Dataset entries
- - -

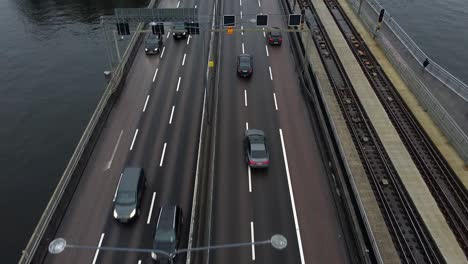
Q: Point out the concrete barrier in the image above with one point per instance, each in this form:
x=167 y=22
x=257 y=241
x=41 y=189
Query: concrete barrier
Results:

- - -

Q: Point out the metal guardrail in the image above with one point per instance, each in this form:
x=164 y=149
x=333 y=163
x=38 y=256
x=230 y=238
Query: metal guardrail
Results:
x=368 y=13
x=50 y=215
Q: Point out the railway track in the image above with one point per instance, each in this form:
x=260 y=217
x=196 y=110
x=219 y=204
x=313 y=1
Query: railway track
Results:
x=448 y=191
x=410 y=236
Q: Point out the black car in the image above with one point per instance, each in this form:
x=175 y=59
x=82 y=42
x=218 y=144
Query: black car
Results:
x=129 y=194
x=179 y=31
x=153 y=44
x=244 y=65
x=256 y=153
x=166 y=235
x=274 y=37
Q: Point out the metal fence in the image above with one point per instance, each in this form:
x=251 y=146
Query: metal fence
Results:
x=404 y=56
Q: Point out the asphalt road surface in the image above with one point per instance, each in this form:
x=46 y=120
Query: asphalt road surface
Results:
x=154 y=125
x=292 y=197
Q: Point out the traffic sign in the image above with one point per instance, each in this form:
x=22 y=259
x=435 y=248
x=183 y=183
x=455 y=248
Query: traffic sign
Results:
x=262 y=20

- - -

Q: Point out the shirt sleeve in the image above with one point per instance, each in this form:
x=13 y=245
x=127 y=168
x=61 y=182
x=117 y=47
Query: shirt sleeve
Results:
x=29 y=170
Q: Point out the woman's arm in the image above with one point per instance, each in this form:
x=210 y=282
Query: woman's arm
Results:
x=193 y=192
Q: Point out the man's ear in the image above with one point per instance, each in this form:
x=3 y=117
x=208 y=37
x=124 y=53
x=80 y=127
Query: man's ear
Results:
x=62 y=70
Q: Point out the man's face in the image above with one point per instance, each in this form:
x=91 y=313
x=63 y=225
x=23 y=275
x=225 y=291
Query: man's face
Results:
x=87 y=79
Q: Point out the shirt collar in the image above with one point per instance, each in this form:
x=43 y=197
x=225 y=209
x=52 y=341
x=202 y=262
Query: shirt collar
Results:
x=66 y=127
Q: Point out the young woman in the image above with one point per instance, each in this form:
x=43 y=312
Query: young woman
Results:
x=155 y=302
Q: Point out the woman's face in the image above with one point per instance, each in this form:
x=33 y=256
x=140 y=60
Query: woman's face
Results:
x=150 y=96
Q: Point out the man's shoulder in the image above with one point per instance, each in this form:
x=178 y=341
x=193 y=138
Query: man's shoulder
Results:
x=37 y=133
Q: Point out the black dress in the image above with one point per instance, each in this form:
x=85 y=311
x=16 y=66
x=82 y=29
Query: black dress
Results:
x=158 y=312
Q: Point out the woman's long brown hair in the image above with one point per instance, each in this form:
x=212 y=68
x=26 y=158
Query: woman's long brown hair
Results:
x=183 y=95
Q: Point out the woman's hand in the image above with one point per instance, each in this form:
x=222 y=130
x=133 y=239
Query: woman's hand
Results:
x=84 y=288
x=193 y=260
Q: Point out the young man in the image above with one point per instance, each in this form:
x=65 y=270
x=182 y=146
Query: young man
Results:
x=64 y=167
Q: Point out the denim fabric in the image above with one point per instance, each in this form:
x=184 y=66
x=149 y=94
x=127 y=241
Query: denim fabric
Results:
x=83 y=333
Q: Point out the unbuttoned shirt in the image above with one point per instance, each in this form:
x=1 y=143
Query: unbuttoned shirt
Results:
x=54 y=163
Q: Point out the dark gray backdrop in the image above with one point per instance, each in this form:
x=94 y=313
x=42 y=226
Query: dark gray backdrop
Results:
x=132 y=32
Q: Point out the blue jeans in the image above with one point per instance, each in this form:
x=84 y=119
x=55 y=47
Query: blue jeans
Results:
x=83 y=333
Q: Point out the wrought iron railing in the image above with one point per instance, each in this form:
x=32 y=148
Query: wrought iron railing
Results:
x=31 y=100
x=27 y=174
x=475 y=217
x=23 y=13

- - -

Instructions to follow: Count how many lines above hold the word "denim", then reply with that number alone.

Output of the task: 2